Problem set:
**A.** Duplicate everything in the passage on the beaver parasite from "J. Ritsema, in" down to "genus of Pulicidæ.".
**B.** According to the passage on the beaver parasite, where did J. Ritsema find the species he described?

Passage for review:

§ §

There is always a great deal of interest attaching to organisms which are unique in character and which systematists find difficulty in placing in any of their schemes of classification. A number of instances will occur to every working naturalist, and I need only refer to Limulus, and the extensive literature devoted, during the past decade, to the discussion of its true position, as a marked and well-known illustration. In hexapods the common earwig and flea are familiar illustrations. These osculant or aberrant forms occur most among parasitic groups, as the Stylopidæ, Hippoboscidæ, Pulicidæ, Mallophaga, etc. Probably no hexapod, however, has more interested entomologists than _Platypsyllus castoris_ Ritsema, a parasite of the beaver. I cannot better illustrate the diversity of opinion respecting its true position in zoology than by giving an epitome of the more important literature upon it.
[12] Read at the meeting of the National Academy of Sciences, April 20, 1888.
J. Ritsema, in _Petites Nouvelles Entomologiques_ for September 15, 1869, described the species as _Platypsyllus castoris_. He found it on some American beavers (_Castor canadensis_) in the zoological garden of Rotterdam. He considered it to "undoubtedly" belong to the Suctoria of De Geer, and to form a new genus of Pulicidæ.

§ §

(Stored items from a collection)
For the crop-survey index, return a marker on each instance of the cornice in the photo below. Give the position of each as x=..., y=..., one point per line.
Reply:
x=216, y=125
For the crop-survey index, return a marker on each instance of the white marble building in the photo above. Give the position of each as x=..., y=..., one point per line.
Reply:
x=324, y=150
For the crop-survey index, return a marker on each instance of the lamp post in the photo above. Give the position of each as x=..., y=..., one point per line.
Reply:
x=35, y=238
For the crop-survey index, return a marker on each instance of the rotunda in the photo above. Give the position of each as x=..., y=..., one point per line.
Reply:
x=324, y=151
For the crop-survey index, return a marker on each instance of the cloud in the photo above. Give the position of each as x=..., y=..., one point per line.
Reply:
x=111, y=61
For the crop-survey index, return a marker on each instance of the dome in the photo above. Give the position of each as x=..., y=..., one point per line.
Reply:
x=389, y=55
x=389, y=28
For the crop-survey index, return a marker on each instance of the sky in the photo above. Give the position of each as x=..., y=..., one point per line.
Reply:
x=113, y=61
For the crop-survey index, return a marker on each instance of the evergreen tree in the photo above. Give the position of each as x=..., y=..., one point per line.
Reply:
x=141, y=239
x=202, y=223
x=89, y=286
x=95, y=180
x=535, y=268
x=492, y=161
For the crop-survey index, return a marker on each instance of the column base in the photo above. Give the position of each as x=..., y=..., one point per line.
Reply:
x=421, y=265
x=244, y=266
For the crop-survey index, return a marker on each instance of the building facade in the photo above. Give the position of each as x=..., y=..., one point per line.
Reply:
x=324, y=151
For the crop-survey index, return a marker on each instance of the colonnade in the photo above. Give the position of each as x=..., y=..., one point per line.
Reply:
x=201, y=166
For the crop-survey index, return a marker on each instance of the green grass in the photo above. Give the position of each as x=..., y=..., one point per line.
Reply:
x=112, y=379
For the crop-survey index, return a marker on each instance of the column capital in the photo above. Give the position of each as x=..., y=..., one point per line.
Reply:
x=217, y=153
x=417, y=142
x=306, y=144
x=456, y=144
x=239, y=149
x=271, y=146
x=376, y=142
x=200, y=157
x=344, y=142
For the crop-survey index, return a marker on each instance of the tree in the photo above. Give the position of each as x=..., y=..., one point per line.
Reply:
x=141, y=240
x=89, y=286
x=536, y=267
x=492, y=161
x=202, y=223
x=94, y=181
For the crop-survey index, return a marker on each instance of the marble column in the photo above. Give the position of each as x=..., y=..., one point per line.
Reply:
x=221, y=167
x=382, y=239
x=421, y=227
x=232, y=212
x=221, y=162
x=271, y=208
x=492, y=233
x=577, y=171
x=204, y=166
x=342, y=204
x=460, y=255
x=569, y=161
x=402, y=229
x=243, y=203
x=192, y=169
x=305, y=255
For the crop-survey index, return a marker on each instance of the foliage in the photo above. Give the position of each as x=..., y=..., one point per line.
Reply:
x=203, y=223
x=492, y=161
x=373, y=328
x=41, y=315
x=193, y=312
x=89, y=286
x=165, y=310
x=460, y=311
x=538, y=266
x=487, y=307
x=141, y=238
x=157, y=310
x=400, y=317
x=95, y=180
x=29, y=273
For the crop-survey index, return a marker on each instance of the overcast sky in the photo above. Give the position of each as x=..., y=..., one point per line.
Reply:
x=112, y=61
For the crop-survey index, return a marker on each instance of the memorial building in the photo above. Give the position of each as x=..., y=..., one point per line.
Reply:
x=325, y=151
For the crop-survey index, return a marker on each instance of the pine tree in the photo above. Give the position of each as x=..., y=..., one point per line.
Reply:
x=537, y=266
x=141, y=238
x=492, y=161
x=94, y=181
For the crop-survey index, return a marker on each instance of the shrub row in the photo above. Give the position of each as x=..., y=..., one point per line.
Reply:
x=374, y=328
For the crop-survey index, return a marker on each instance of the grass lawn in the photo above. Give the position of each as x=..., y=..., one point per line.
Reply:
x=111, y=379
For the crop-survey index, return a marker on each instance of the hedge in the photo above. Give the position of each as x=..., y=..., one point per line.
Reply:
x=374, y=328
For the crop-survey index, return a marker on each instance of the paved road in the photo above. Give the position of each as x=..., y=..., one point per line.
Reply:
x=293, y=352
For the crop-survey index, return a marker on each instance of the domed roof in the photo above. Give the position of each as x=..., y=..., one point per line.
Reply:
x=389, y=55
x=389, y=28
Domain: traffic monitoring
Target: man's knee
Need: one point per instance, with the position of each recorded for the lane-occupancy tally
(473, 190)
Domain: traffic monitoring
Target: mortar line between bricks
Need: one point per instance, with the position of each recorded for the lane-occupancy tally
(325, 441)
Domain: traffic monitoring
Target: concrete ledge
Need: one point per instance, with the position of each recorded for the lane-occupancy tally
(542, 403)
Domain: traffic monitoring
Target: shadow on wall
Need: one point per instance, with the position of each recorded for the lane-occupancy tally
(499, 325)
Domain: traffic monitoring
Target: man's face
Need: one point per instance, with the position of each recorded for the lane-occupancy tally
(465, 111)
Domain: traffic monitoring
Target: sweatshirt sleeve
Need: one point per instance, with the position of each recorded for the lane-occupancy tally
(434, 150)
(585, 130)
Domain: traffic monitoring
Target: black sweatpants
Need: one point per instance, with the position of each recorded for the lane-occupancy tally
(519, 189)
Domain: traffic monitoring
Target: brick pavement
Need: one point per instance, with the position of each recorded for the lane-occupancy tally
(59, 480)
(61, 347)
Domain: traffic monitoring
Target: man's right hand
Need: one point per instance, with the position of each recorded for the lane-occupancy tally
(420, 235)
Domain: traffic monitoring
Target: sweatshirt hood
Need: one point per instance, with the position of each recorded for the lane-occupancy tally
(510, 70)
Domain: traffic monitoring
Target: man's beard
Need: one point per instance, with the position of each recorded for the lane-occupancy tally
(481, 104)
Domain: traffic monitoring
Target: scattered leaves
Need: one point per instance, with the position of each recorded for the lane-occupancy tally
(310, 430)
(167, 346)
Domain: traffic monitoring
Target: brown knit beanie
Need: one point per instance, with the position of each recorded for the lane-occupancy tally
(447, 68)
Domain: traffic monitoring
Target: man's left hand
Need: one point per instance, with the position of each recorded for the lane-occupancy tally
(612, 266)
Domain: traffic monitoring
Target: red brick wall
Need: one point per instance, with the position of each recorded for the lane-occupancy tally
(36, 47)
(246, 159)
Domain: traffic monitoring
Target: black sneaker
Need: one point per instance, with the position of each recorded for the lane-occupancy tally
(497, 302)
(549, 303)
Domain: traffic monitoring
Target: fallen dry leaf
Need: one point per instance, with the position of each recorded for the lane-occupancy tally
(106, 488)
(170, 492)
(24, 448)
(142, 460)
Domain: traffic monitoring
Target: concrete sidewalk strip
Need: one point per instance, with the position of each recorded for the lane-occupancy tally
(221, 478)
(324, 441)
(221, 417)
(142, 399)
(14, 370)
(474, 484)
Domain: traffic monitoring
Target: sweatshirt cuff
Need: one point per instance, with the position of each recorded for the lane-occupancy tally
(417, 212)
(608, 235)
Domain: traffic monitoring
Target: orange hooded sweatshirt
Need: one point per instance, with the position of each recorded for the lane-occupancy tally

§ §

Numbered responses:
**A.**
J. Ritsema, in _Petites Nouvelles Entomologiques_ for September 15, 1869, described the species as _Platypsyllus castoris_. He found it on some American beavers (_Castor canadensis_) in the zoological garden of Rotterdam. He considered it to "undoubtedly" belong to the Suctoria of De Geer, and to form a new genus of Pulicidæ.

**B.** He found it on some American beavers in the zoological garden of Rotterdam.